■ Passage for review
== Segment start ==
Photo By Arturo Suárez
By Graciela Cruz López
Of recognized cultural value, religious symbolism, collective imaginary and historical transcendence, is the traditional visit of the Lord of the Column, a light sculpture manufactured between 1750 and 1775 in colorín wood (carved and polychrome), made of papelón and glued fabrics. Apparently of unknown author, although the oral tradition has attributed it to the Oratorian priest Remigio Angel Gonzalez, chaplain of Atotonilco in the first decade of the XIX century.
The Lord of the Column, patron of the Precious Blood of Christ, of deep spirituality and deep-rooted devotion, among the guardians and brotherhoods of all the directions that converge in the House of Spiritual Exercises of Jesus Nazarene of Atotonilco, of the towns that surround the road from San Miguel to Atotonilco, from the neighborhood of San Juan de Dios and the San Miguel community living in the urban demarcation, in its rural communities and neighborhoods, has been transferred from the Sanctuary of Atotonilco to the city of San Miguel de Allende by the faithful and their brotherhood, honoring the collective memory, uninterruptedly since the year 1823.
== Segment end ==
(Records from a dataset)
== Segment start ==
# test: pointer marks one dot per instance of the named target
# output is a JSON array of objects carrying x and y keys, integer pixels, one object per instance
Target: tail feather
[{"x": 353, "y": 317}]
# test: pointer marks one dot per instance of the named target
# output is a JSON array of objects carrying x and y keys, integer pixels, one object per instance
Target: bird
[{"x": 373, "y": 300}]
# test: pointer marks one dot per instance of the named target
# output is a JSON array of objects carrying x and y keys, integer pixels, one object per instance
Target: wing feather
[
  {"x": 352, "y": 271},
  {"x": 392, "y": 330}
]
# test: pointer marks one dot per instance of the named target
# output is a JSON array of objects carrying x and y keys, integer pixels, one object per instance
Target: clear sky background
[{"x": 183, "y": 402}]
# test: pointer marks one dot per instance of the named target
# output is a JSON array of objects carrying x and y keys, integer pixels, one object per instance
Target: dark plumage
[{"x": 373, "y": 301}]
== Segment end ==
■ Required tasks
A - Echo the article on the Lord of the Column between "Photo By Arturo" and "the XIX century.", inclusive.
B - Summarize the article on the Lord of the Column in two sentences.
None of these entries has any connection to the article on the Lord of the Column.

■ Responses by task
A -
Photo By Arturo Suárez
By Graciela Cruz López
Of recognized cultural value, religious symbolism, collective imaginary and historical transcendence, is the traditional visit of the Lord of the Column, a light sculpture manufactured between 1750 and 1775 in colorín wood (carved and polychrome), made of papelón and glued fabrics. Apparently of unknown author, although the oral tradition has attributed it to the Oratorian priest Remigio Angel Gonzalez, chaplain of Atotonilco in the first decade of the XIX century.

B - The Lord of the Column is a light sculpture made between 1750 and 1775 of carved and polychrome colorín wood, papelón and glued fabrics, apparently by an unknown author, though oral tradition attributes it to the Oratorian priest Remigio Angel Gonzalez. The faithful and their brotherhood have carried it from the Sanctuary of Atotonilco to the city of San Miguel de Allende without interruption since 1823.